The latest—but far from last—manifestation of this movement occurred on Election Day, and it would have occurred regardless of which party claimed victory. The reality is that no individual can run for office—and certainly none can be elected—unless their platform opposes taxes, opposes government spending, and indeed opposes government itself.

State and local budgets are already shrinking rapidly due to the economic downturn, and that will now also occur on the federal level. The adverse impacts from these cuts will accelerate as well.

What will this new reality bring? The first hardships will be visited on those in greatest need:  shorter time periods for unemployment benefits, greater restrictions on eligibility for food stamps, the elimination of subsidized child care slots, reduced aid for new immigrants, fewer services for those with physical and mental disabilities, fewer shelters for the homeless, reduced services for the homebound elderly, and so much more.

We collectively seem to have forgotten not just the hardships that existed before these programs were put in place, but, crucially, that these programs protect not just the poor, but the middle class as well.

Subsidized child care for poor parents and English language classes for new immigrants allow both groups to find jobs and start paying taxes. Unemployment benefits and food stamps allow individuals to feed their families and avoid eviction, so that they too can find work rather than fall into hunger and homelessness. Providing in-home services for the elderly and the disabled, as well as programs for disconnected youth, saves taxpayer dollars by avoiding the higher costs of institutionalization.

For example, in the past individuals looking for work were eligible for publicly funded child care. Due to budget cutbacks, however, that eligibility has been eliminated.  Here is an example of the real-life impact of that change:  Earlier this year Rosa P. was working and her daughter attended one of Union Settlement’s child care centers. Rosa then lost her job, which meant that her daughter’s child care was no longer funded. Rosa found herself in a double-bind: unable to afford to pay for child care and unable to look for a new job while she was caring for her daughter. Because of this reduction, Rosa is neither working nor paying taxes, and her daughter no longer has the benefits of early childhood education.

# # #

Exercise requirements:
A. In the passage on budget cuts, what happened to the funding for Rosa P.'s daughter's child care after Rosa lost her job?
B. Print the part of the passage on budget cuts starting at "State and local" and ending at "class as well.".
C. Proceed with the passage on budget cuts, picking up after its final sentence.

# # #

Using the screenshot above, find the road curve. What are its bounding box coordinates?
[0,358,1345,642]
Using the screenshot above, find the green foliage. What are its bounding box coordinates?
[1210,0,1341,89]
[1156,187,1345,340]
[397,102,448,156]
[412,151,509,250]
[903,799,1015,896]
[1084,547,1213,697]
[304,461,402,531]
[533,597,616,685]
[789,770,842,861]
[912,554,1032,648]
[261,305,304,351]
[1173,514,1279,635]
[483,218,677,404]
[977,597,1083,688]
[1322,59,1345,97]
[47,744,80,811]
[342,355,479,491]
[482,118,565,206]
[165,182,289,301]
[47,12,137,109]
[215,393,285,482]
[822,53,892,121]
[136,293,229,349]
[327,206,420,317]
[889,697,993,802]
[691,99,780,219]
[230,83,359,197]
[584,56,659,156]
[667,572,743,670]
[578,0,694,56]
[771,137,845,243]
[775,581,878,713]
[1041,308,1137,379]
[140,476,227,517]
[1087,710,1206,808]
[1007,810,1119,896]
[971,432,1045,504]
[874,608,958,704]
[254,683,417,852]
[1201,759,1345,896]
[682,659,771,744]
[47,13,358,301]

# # #

Answers for each item:
A. It was no longer funded.

B.
State and local budgets are already shrinking rapidly due to the economic downturn, and that will now also occur on the federal level. The adverse impacts from these cuts will accelerate as well.

What will this new reality bring? The first hardships will be visited on those in greatest need:  shorter time periods for unemployment benefits, greater restrictions on eligibility for food stamps, the elimination of subsidized child care slots, reduced aid for new immigrants, fewer services for those with physical and mental disabilities, fewer shelters for the homeless, reduced services for the homebound elderly, and so much more.

We collectively seem to have forgotten not just the hardships that existed before these programs were put in place, but, crucially, that these programs protect not just the poor, but the middle class as well.

C.
Because certain types of spending cannot be reduced (such as debt service) or are considered too essential to reduce (such as military spending), budget cuts will have to be imposed on more than just programs for the poor. Both rich and poor want to have safe streets, but governments are already cutting police officers, probation officers, and transitional services for those leaving prison. The inevitable result: More crime. Every time there is an outbreak of salmonella, or a bridge collapse, or a new insider trading scheme, the public asks: “Where were the government inspectors and regulators?” Increasingly, the answer will be: “We had to lay them off.”

There are still many among us who believe that society has a collective obligation to care for those in need, and to provide opportunities for those who wish to learn and work and produce.  Since the Great Depression, Americans have realized that the most efficient way to provide those services is through government funding—either directly, or through non-profit organizations that offer child care, youth programs, job training, food banks, adult education, immigrant assistance, home care, and other basic social services to those in need.

The tide, however, clearly has turned, and those with the loudest voices are winning the debate over whether the government is a mechanism through which the voting public can do good, or an impediment that must be dismantled. And so the new, long-term reality of lower taxes and decreasing government spending has arrived, and looks like it’s here to stay. Unfortunately, the old adage “you get what you pay for” applies not just to products we buy in stores, but to our government as well.